ACTIVITY — Look through the entries below for the string "instance", and copy each line where it is found.

EXERCISE INPUTS —
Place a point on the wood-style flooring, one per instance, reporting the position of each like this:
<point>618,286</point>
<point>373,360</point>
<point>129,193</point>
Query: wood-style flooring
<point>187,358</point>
==
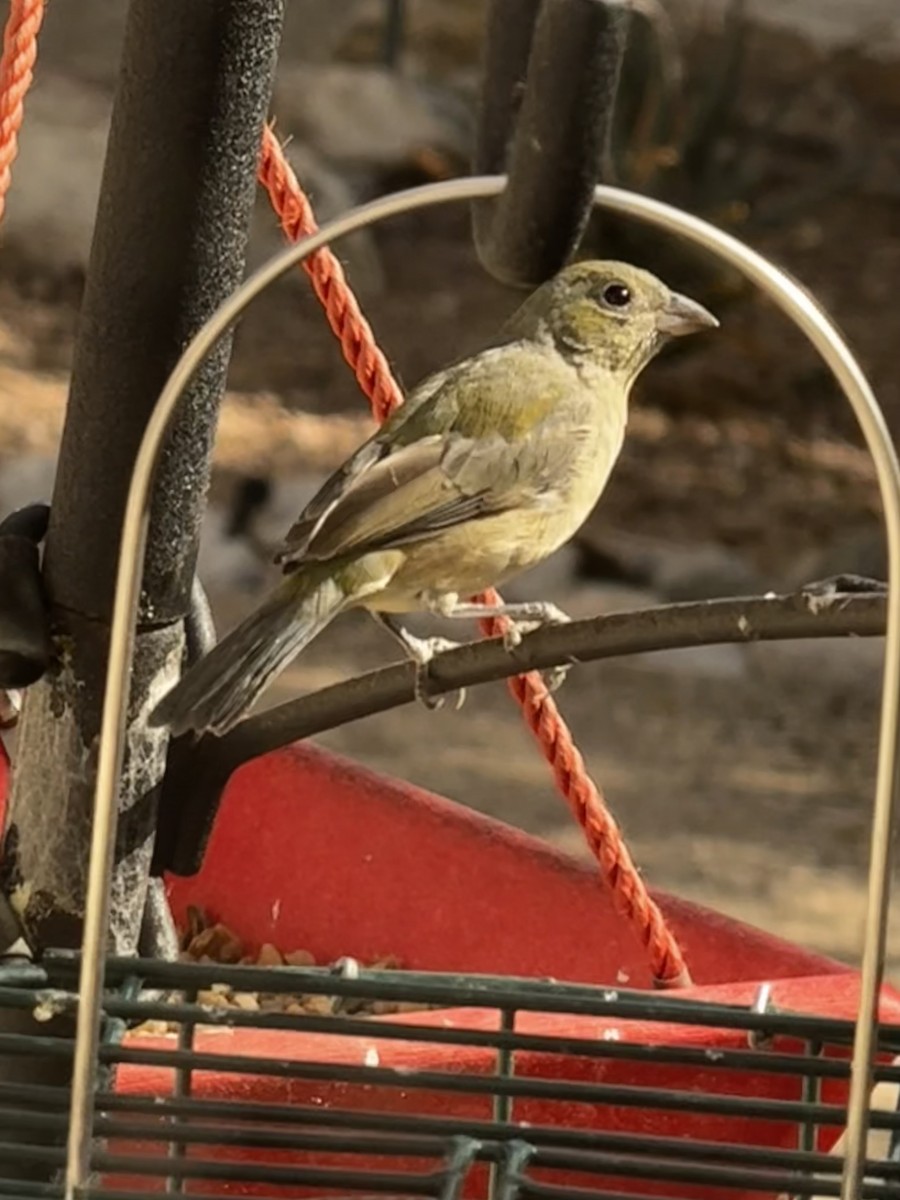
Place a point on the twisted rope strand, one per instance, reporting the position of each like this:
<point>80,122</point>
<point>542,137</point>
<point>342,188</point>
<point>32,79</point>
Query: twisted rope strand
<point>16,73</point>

ANSWER BOX —
Place a point on the wood-style flooring, one per instance, reporting the position of each like this:
Place a point on the twisted rope strand, one per instance, reporting the position of each like this:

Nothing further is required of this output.